* TEKSTFRAGMENT *
20 juli 2025

Joost Oosterwijk – De kattengeest

Het boek viel op door de illustratie. Sober in kleur, vormen vrij strak neergezet, mensen als anonieme schaduwen, gezichtsuitdrukking ontbreekt, en die witte kat die je wél aankijkt. De in verhouding enorme kat ten opzichte van het straatbeeld is lichtgevend wit wat het geheel surrealistisch maakt tot licht absurd. Een gedachte aan verhalen van Murakami of Van Essen komt boven of een schilderij van Magritte. Om in jeugdboekensfeer te blijven: de omslagillustratie van Duizend & Ik gemaakt door Yvonne Lacet kan er zo naast worden gezet.

De kattengeest is niet eenvoudig. Het werd een boek dat van de werkstapel verdween naar het komt-misschien-nog-eens-vak en vice versa. Er werd gemopperd en toch bleef de kat trekken.

* GEGEVENSRIJEN *
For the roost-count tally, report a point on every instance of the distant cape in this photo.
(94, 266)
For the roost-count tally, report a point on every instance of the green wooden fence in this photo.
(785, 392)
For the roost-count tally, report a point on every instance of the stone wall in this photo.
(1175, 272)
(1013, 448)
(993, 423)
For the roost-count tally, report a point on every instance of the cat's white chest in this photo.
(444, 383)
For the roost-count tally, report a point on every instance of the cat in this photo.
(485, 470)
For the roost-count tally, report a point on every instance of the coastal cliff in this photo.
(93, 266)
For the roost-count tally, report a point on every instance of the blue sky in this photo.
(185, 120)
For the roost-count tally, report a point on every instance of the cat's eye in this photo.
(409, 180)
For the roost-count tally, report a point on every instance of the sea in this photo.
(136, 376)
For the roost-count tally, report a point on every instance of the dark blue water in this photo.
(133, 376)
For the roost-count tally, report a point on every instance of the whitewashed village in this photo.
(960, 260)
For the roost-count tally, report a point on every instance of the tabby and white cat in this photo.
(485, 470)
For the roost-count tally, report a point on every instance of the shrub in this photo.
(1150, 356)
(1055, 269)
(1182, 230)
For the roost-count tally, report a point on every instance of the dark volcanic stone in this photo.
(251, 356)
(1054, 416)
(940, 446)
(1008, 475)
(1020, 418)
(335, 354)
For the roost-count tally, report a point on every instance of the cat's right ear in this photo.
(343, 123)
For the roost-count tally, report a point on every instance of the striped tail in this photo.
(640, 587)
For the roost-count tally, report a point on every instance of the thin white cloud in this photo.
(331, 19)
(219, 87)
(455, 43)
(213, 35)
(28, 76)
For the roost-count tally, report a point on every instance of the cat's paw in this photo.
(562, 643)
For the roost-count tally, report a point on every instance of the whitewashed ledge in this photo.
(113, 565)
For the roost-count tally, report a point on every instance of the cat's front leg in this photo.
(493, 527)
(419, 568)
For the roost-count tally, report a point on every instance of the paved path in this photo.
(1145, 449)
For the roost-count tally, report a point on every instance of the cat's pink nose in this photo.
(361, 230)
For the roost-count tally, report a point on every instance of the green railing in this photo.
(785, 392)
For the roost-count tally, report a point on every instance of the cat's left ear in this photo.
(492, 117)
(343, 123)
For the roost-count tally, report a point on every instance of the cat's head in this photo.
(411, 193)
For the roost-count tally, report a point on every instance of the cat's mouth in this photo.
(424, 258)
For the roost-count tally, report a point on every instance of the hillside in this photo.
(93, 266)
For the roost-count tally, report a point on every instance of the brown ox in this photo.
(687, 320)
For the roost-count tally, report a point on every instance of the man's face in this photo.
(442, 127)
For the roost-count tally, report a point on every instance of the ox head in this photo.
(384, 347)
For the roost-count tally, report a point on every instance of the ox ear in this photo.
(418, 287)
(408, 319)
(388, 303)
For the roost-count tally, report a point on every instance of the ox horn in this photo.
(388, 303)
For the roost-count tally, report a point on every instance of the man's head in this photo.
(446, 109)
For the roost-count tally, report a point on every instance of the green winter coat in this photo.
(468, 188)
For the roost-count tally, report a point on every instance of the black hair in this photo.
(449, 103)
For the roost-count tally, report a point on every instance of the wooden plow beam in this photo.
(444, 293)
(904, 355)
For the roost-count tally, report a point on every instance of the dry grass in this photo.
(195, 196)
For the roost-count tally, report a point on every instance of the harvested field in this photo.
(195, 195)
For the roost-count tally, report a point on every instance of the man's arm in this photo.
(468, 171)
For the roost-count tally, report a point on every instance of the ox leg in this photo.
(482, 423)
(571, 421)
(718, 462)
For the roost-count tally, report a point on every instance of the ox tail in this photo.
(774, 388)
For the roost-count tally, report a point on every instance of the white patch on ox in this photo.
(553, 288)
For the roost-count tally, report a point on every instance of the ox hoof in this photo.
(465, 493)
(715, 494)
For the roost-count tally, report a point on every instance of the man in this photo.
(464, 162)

* GEGEVEN OPDRACHT 1 *
Wie maakte volgens de bespreking van De kattengeest de omslagillustratie van Duizend & Ik?
* GEGEVEN OPDRACHT 2 *
Schrijf de bespreking van De kattengeest verder vanaf de laatste zin.

* VERWACHT ANTWOORD 1 *
Yvonne Lacet.

* VERWACHT ANTWOORD 2 *
Een prentenboek heeft het stempel alleen voor jonge kinderen, veelal kleuters, te zijn. Nog steeds helaas. Een boek uit dit genre kan zondermeer de hele basisschooltijd én daarna worden ingezet, maar of én: dit is er eentje uit de buitencategorie. Het zat dwars dat de echte bedoeling, een verhaallijn niet exact kon worden gegrepen. Het bleef bij gedachten en bedenken, gevoel groeide, tot er na de zoveelste keer toch even bladeren een lampje aanging voor woorden.

Het niet eenvoudige zit vooral in het feit dat er zoveel richtingen in kunnen worden geslagen. De eerste zinnen impliceren dat iedereen in de stad de geesten ziet en daarmee niet alleen de kat maar ook de duiven van de schutbladen of het later het verhaal binnen trippelende muisje. Vrij snel lijkt alleen Anna met de dieren – omgeven door sprankeltjes licht – te kunnen spreken of in ieder geval herkennend contact te kunnen leggen. Anna zoekt, de kat zoekt, zoeken ze hetzelfde?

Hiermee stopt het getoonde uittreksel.